Instructions to follow: Set down all of the entries below word for word, with the pictures left out.

Supplied records:
####################

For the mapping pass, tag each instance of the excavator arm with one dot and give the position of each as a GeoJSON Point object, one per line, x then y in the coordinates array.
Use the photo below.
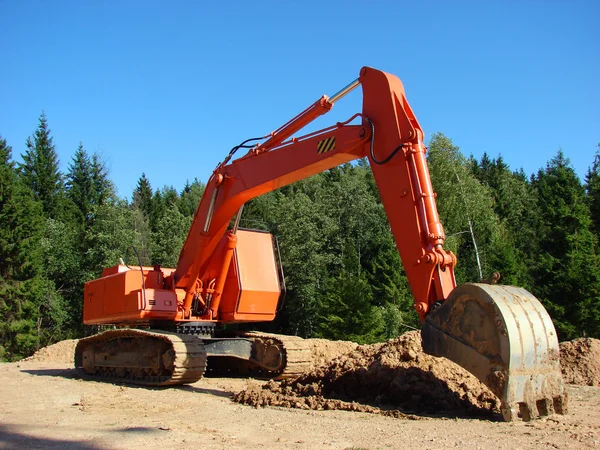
{"type": "Point", "coordinates": [392, 140]}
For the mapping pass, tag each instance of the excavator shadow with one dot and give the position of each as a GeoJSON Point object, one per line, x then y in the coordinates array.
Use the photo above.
{"type": "Point", "coordinates": [410, 391]}
{"type": "Point", "coordinates": [72, 373]}
{"type": "Point", "coordinates": [69, 373]}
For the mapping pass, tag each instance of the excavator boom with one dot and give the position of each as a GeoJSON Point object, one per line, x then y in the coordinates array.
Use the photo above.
{"type": "Point", "coordinates": [501, 334]}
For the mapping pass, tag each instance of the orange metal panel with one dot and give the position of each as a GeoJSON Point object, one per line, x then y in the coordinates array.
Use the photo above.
{"type": "Point", "coordinates": [252, 288]}
{"type": "Point", "coordinates": [121, 298]}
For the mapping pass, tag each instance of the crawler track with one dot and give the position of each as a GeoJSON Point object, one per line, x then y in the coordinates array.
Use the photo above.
{"type": "Point", "coordinates": [147, 358]}
{"type": "Point", "coordinates": [296, 354]}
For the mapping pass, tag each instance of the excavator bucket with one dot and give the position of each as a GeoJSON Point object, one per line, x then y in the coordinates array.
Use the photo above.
{"type": "Point", "coordinates": [504, 336]}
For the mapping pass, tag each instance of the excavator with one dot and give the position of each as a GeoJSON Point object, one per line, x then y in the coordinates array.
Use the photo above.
{"type": "Point", "coordinates": [167, 324]}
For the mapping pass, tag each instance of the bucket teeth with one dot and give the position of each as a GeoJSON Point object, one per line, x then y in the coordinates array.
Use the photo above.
{"type": "Point", "coordinates": [503, 336]}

####################

Problem solution:
For the mapping pass, tag each instance of the excavator arm with one dot and give the position of each as a GeoJSON Point object, one per line, x then y in the coordinates array.
Use the photo below.
{"type": "Point", "coordinates": [392, 140]}
For the mapping pass, tag each instance of the excavator shadow with one dot and give the position of each as a GeoJSON Point object, one per line, x then y in the coordinates array.
Use the photo above.
{"type": "Point", "coordinates": [410, 391]}
{"type": "Point", "coordinates": [72, 373]}
{"type": "Point", "coordinates": [69, 373]}
For the mapping pass, tag each instance of the excavator boom with one dot and give the position of each as a GeoJSON Point object, one per line, x then y in the coordinates array.
Use the photo above.
{"type": "Point", "coordinates": [501, 334]}
For the mapping pass, tag each instance of the orange metal panel with one dot and give the position of each as a GeoJSON Point object, one per line, x then y in the coordinates array.
Use the photo above.
{"type": "Point", "coordinates": [252, 288]}
{"type": "Point", "coordinates": [121, 298]}
For the mapping pass, tag each instance of the crawler track with one dot and give the position of each as a GeoJSON Point object, one per line, x then y in the coordinates array.
Use the photo above.
{"type": "Point", "coordinates": [147, 358]}
{"type": "Point", "coordinates": [296, 354]}
For the mapping pass, tag each instance of the excavator bucket with one dot and give the position of each as a GeoJSON Point object, one per line, x then y in the coordinates array.
Use the photo above.
{"type": "Point", "coordinates": [504, 336]}
For the mapping pass, tag each instance of the excavator with one dot and give the position of each as a GeoJSON Point object, one per line, x then y in the coordinates array.
Use the photo above.
{"type": "Point", "coordinates": [167, 324]}
For the mapping pass, tag each instance of the bucket teeth with one dot and give the position of each as a GeoJSON Point object, one per line, x then y in the coordinates array.
Use the photo above.
{"type": "Point", "coordinates": [503, 336]}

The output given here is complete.